Così, per conto della sua assistita Silvia Angelozzi, sorella di Sara che, con il marito Claudio Baldini era partita da Atri per passare qualche giorno al resort, l’avvocato Wania Della Vigna anticipa: «Faremo istanza a breve per acquisire la relazione dell’autopsia e per capire la causa della morte, i tempi e le modalità. Poi ognuno farà le sue valutazioni. Attendiamo fiduciosi. Tutto quello che sta facendo la Procura è stato fatto a tempo di record. In tre mesi hanno iscritto i primi nomi degli indagati. Un fatto importante, per la tutela delle vittime e degli stessi indagati».
Identica scelta da parte dell’avvocato Romolo Reboa che, con i colleghi Roberta Verginelli, Gabriele Germano e Maurizio Sangermano assiste le famiglie di Valentina Cicioni, Marco Tanda, Jessica Tinari e di Cecilia Martella, oltre a Giampaolo Matrone, marito di Valentina salvato dopo essere rimasto per 60 ore sotto le macerie. «La notizia che abbiamo appreso», spiega l’avvocato Reboa, «di una persona morta dopo 40 ore sotto le macerie solleva interrogativi sulla tempestività dei soccorsi. Non possiamo dimenticare la famosa telefonata, scandalosa, tra il medico del 118 e il direttore dell’albergo, quando il medico chiede conferma che la tragedia non sia successa, piuttosto che verificare se quell’informazione appena ricevuta fosse vera. È chiaro», va avanti il legale, «che vogliamo esaminare gli atti. Stiamo riformulando l’istanza, già presentata qualche tempo fa, per acquisire le autopsie. A questo punto è arrivato il momento di avere questi risultati».
Ma non è finita. Sulla questione dei soccorsi, e in particolare degli operatori che materialmente salvarono 11 delle 40 persone intrappolate in quell’inferno di neve e macerie, un nuovo fronte viene aperto dal Conapo (Comitato nazionale pompieri), il sindacato autonomo dei vigili del fuoco. Il segretario generale Antonio Brizzi, dopo le dichiarazioni del procuratore aggiunto Cristina Tedeschini in merito alla tempestività dei soccorsi - «undici persone le hanno trovate in tempo» - pone un quesito: «Il pm titolare dell’inchiesta ha ascoltato tutti i vigili del fuoco intervenuti per primi all’hotel Rigopiano, e specialmente i funzionari di Roma e Torino che comandavano le squadre di ricerca? È in possesso», chiede ancora il Conapo -che con una segnalazione alla Procura si prepara a chiedere di ascoltare i vigili del fuoco in servizio a Rigopiano in quei terribili giorni di gennaio- «di tutte le relazioni di servizio di coloro che hanno vissuto quei primi e terribili momenti? Ci permettiamo questo suggerimento quale contributo alla ricostruzione e alla corretta valutazione dei fatti, visto che molti vigili del fuoco intervenuti ci hanno raccontato di non essere mai stati ascoltati».
E, sempre in merito all’operato dei soccorritori, una fonte ufficiale dei vigili del fuoco fa sapere: «Tutto quello che potevamo fare è stato fatto. Ma se ci sono dubbi sarà il magistrato ad approfondirlo. Chiunque ritenga che ci siano cose poco chiare è giusto che le segnali. Di certo», continua, «appena arrivata la richiesta di soccorso ci siamo mossi, con tutte le difficoltà del caso. Poi ci siamo trovati di fronte quel blocco insuperabile di neve. All’alba del giorno dopo la strada era ancora chiusa, abbiamo iniziato a sbarcare il personale con gli elicotteri. E quando i primi sono arrivati sul posto hanno trovato con grande difficoltà la struttura dell’albergo, tagliata, ruotata e in alcuni punti coperta da cinque metri di neve. Ci dispiace per la donna sopravvissuta che alla fine non si è salvata. Noi abbiamo fatto tutto quello che potevamo».

# # #

CONSEGNA.
Stabilisci se ciascuna delle seguenti affermazioni concorda con il brano sui soccorsi di Rigopiano, rispondendo sì o no e citando alla lettera le parole del brano che lo decidono.
1. Giampaolo Matrone è rimasto sotto le macerie per 60 ore prima di essere salvato.
2. I soccorritori salvarono 20 delle 40 persone intrappolate.
3. Il Conapo è il sindacato autonomo dei vigili del fuoco.

RECORD ESTRATTI.
# # #

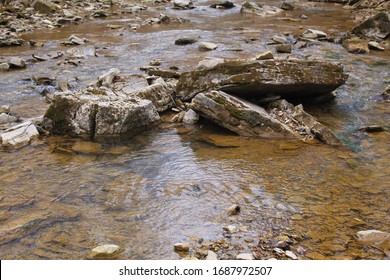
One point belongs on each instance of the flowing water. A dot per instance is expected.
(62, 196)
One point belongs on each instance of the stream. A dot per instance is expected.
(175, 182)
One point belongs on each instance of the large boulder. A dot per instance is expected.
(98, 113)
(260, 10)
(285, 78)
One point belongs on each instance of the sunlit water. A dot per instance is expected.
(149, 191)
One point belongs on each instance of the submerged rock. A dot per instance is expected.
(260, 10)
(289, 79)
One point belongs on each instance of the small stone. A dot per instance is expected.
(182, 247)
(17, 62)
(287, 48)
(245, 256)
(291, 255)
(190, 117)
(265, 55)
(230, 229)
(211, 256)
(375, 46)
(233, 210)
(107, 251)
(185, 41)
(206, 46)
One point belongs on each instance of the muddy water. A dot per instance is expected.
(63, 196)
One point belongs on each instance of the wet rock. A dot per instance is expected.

# # #

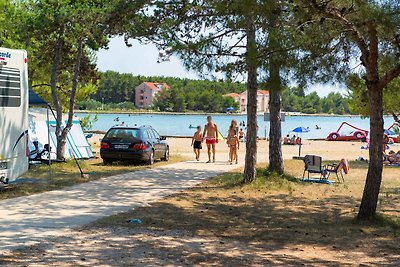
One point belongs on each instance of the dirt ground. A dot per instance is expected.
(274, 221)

# # #

COMPITO SVOLTO.
1. Sì: "salvato dopo essere rimasto per 60 ore sotto le macerie".
2. No: "salvarono 11 delle 40 persone intrappolate".
3. Sì: "il sindacato autonomo dei vigili del fuoco".